Myth #3: Sales Professionals are Anonymous and Robotic Transactors

Luxury sales teams at most brands already have enormous turnover and this is not likely to decrease in organizations that fail to empower associates. Brands must embrace the 'freedom with boundaries' approach or watch their associates walk out the door.

While luxury executives say they are sold on the ideas of customer experience and engagement, they are far less enthusiastic about employee experience and engagement. Most brands will tout the new principles but will resort to giving orders instead of trusting front-line professionals, especially in tough times.

The paradox is that in order to unleash the power of customer relationship building, driven by a customer culture, brands cannot simply task front-line employees with delivering results, excluding them from the "customer" definition. Employees are really internal customers and they should be measured just as carefully. In addition to empowering employees, brands must use innovative education and daily customer and sales associate metrics to improve skills and reinforce the culture daily.

Luxury sales professionals in the future will be treated as artisanal entrepreneurs who are given their own email addresses and digital devices for professional use. They will be given the freedom to innovate in small and large ways daily in order to personalize and customize for the customer.

• • • • •

▶ [The tasks]
#1 Answer these questions about the passage on luxury sales professionals:
(a) Which approach must brands embrace or watch their associates walk out the door?
(b) What does the passage say employees really are?
(c) What will future luxury sales professionals be given for professional use?
#2 Write out the passage on luxury sales professionals from "Luxury sales teams" to "out the door.", word for word.
Work only from the passage about luxury sales professionals.

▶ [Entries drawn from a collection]
• • • • •

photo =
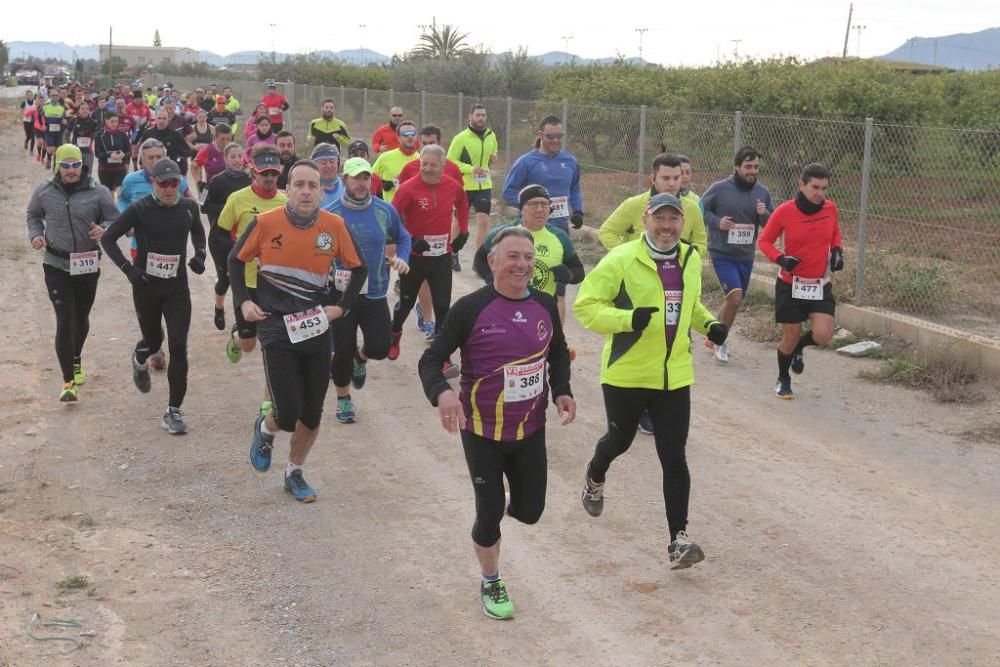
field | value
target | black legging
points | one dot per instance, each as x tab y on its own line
671	414
169	300
219	245
372	317
437	272
72	298
524	464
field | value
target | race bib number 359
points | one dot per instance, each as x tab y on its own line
307	324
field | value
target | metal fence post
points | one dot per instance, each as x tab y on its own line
642	147
737	131
866	181
506	149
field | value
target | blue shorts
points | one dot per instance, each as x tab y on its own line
734	274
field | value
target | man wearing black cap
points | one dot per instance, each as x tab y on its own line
645	296
161	224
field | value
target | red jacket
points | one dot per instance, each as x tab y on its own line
412	169
426	210
808	237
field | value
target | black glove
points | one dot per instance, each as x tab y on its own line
641	317
717	333
197	264
459	241
137	276
561	273
837	259
788	263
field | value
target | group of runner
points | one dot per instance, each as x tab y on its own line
308	246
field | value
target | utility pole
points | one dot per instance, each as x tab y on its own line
847	33
860	29
641	31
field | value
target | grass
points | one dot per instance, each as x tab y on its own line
73	583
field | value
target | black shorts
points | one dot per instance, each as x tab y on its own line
111	179
794	311
480	200
246	330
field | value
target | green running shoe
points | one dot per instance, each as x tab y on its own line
496	602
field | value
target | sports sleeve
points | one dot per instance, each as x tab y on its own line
772	230
594	306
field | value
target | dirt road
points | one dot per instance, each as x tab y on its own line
852	526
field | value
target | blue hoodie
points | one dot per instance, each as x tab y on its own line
559	174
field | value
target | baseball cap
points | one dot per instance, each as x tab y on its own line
357	166
165	170
267	160
656	202
530	192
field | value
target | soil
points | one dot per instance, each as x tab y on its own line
855	525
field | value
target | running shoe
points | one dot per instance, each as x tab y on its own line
393	353
684	552
345	411
798	362
421	322
646	423
783	389
296	485
359	374
158	360
233	351
450	370
173	421
69	393
496	602
260	447
140	375
722	353
593	496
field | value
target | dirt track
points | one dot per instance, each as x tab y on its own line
852	526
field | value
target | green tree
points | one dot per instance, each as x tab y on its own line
441	44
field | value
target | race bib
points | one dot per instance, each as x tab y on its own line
307	324
83	262
741	234
162	266
810	289
560	207
438	244
672	307
523	381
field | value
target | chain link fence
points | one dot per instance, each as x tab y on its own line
920	206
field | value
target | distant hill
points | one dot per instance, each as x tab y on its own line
968	51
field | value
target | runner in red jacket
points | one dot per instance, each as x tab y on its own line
811	249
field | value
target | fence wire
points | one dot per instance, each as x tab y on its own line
927	243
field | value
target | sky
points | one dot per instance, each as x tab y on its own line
695	33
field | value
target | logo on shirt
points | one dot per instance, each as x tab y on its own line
324	242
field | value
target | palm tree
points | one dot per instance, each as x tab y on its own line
443	43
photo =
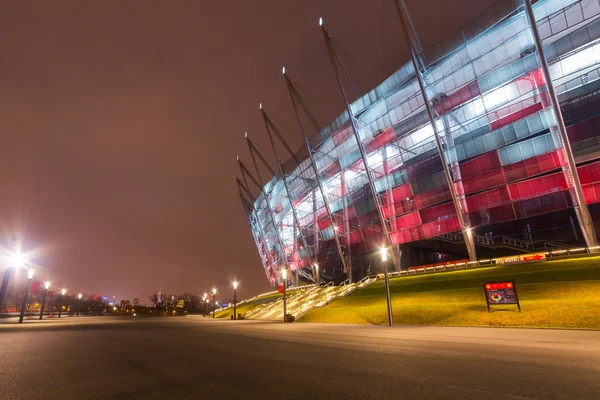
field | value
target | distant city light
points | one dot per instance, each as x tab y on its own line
17	260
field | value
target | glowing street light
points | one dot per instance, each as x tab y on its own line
383	252
284	278
234	299
79	296
30	273
16	260
62	292
46	287
214	296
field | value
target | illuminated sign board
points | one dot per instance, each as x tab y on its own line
521	258
498	293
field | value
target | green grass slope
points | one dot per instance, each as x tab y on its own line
560	293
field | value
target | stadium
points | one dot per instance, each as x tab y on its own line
476	156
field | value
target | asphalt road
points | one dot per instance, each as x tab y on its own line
196	358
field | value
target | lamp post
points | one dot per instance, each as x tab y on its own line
16	260
62	292
214	295
387	285
234	299
46	287
284	278
79	296
29	278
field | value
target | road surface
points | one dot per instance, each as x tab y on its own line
196	358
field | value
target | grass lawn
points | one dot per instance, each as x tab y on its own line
560	293
244	308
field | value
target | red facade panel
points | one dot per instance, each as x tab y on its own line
437	212
401	192
589	173
591	193
490	216
492	198
406	221
486	180
543	204
433	196
535	165
462	95
537	186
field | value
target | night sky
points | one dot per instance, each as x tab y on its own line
121	122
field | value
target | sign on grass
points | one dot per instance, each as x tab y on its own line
501	293
521	258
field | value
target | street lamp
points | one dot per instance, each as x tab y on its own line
234	299
79	296
214	295
62	292
284	278
383	252
16	260
29	278
46	287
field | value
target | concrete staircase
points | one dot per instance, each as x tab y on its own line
301	302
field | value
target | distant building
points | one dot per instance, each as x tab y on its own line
125	305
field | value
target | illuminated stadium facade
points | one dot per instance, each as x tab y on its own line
491	176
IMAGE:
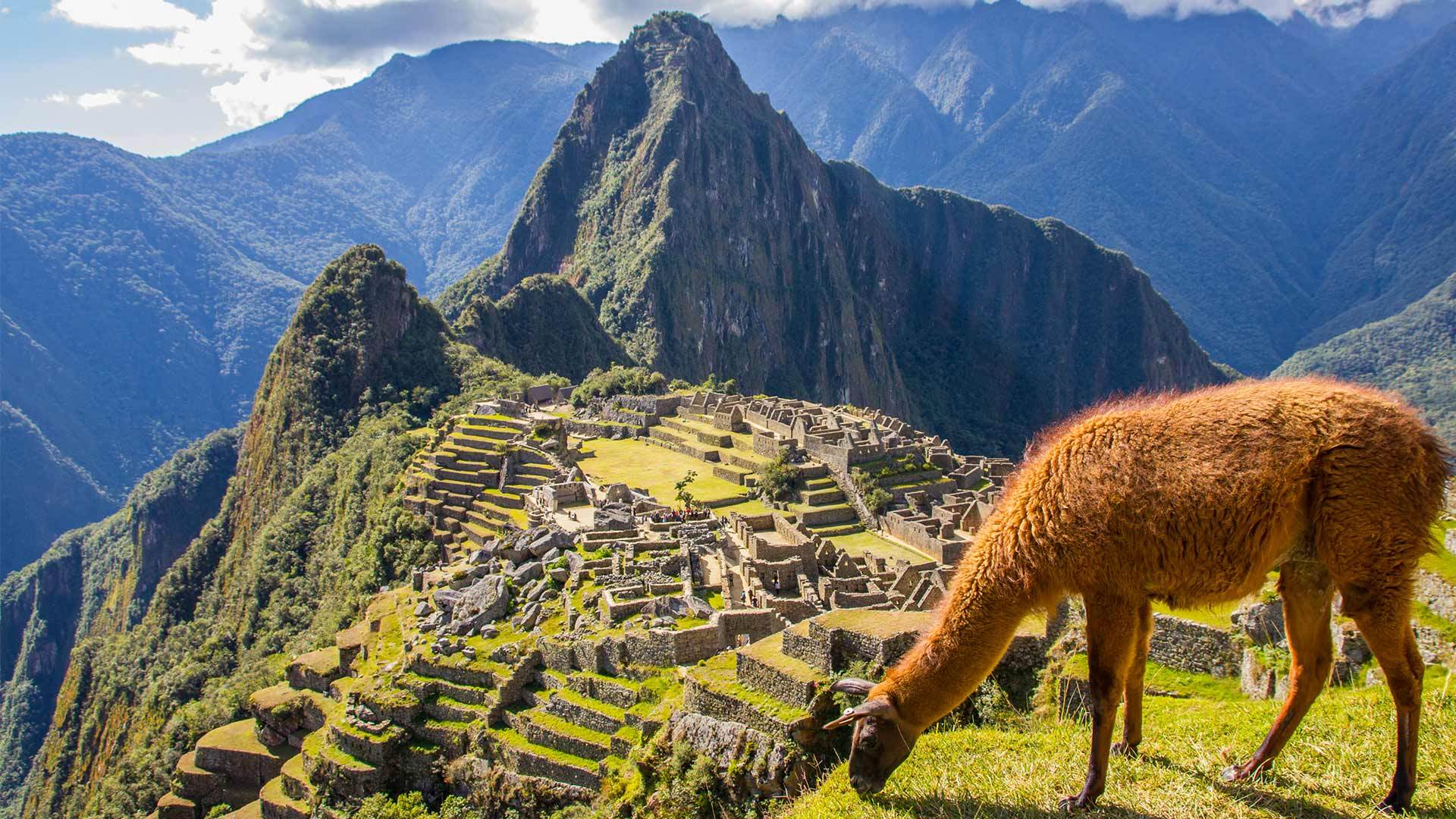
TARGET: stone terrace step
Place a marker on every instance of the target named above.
(296, 781)
(487, 431)
(277, 805)
(800, 646)
(824, 497)
(495, 422)
(466, 453)
(450, 735)
(612, 689)
(191, 781)
(566, 736)
(764, 668)
(585, 711)
(235, 752)
(712, 689)
(446, 707)
(538, 761)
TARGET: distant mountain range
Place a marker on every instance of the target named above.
(711, 240)
(1280, 184)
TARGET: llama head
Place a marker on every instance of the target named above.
(881, 741)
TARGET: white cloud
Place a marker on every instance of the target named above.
(99, 98)
(104, 98)
(139, 15)
(273, 55)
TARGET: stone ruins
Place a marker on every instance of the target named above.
(573, 617)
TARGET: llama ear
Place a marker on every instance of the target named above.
(852, 686)
(877, 707)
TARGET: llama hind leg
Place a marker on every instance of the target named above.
(1111, 626)
(1133, 689)
(1307, 591)
(1392, 640)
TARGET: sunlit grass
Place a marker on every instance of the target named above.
(1338, 764)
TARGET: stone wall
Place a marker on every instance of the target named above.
(1194, 648)
(1436, 594)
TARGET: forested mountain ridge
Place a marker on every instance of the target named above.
(95, 582)
(1199, 146)
(1413, 353)
(712, 241)
(1203, 168)
(142, 297)
(306, 529)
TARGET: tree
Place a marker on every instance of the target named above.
(777, 480)
(685, 496)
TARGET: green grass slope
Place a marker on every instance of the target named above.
(1338, 765)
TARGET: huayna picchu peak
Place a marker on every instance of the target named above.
(711, 240)
(726, 480)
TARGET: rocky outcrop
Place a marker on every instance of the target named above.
(711, 240)
(542, 325)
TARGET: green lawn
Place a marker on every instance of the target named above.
(653, 468)
(858, 542)
(1337, 765)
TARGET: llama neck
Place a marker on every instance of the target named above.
(987, 601)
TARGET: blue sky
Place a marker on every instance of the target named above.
(164, 76)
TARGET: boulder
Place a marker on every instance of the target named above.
(484, 602)
(528, 572)
(1263, 623)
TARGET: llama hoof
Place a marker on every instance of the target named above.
(1238, 773)
(1395, 803)
(1074, 803)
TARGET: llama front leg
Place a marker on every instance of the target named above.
(1111, 629)
(1307, 591)
(1133, 689)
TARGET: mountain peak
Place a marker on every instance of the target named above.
(711, 240)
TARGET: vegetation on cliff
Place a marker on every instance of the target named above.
(310, 526)
(1413, 353)
(542, 325)
(93, 582)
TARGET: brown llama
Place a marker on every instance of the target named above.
(1190, 500)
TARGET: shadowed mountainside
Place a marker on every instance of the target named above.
(711, 240)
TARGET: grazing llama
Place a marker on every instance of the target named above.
(1188, 500)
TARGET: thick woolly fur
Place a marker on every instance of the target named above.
(1194, 499)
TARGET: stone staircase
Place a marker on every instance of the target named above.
(829, 512)
(471, 482)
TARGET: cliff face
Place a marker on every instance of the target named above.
(362, 335)
(711, 240)
(308, 525)
(95, 582)
(542, 325)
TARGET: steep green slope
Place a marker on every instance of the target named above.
(312, 522)
(1199, 146)
(1388, 175)
(712, 241)
(1413, 353)
(156, 287)
(30, 519)
(95, 582)
(542, 325)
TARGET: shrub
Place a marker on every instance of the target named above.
(619, 381)
(777, 479)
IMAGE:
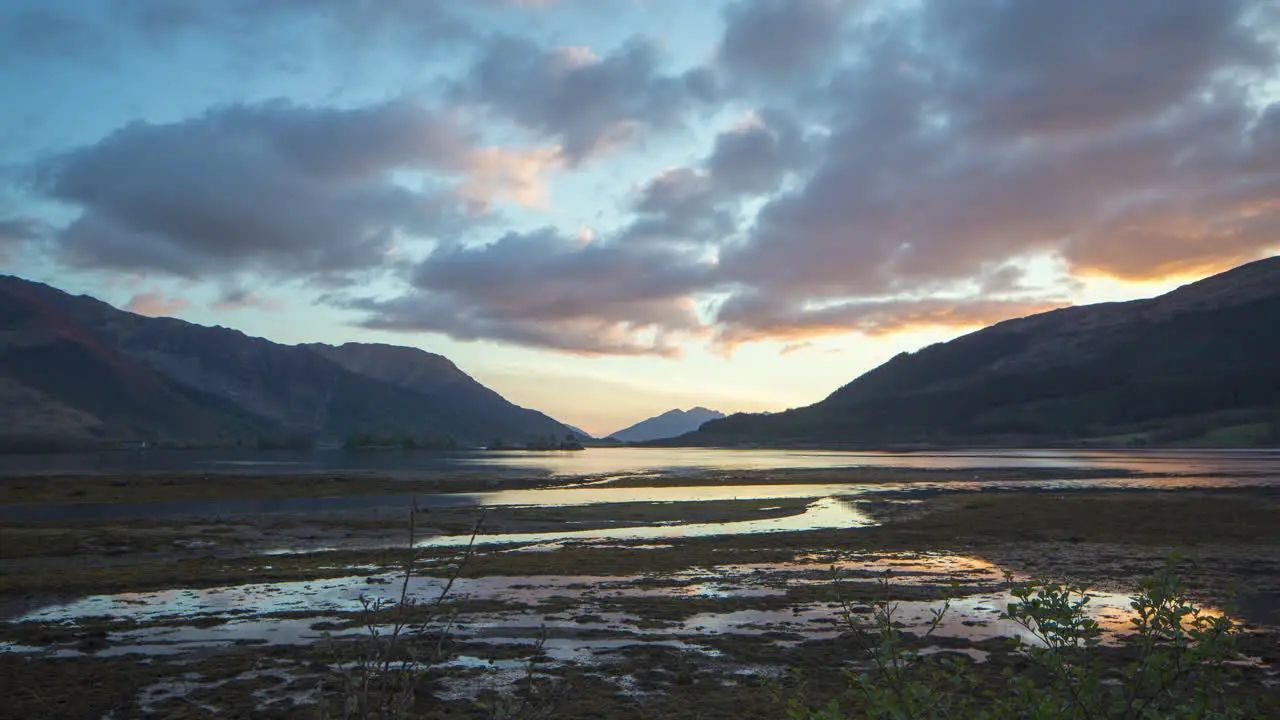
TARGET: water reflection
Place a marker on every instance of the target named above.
(823, 514)
(630, 460)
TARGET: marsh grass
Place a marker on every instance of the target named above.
(1178, 661)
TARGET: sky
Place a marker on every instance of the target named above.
(606, 209)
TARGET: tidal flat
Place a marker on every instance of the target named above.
(608, 605)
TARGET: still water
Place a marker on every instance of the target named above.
(629, 460)
(1179, 469)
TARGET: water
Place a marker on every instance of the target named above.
(627, 460)
(1184, 469)
(824, 514)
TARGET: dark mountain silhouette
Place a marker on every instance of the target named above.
(668, 424)
(83, 372)
(1200, 365)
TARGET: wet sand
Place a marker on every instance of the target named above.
(638, 607)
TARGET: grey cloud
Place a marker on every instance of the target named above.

• • • • •

▶ [Solutions to the tasks]
#1
(a) The 'freedom with boundaries' approach.
(b) Internal customers.
(c) Their own email addresses and digital devices.

#2
Luxury sales teams at most brands already have enormous turnover and this is not likely to decrease in organizations that fail to empower associates. Brands must embrace the 'freedom with boundaries' approach or watch their associates walk out the door.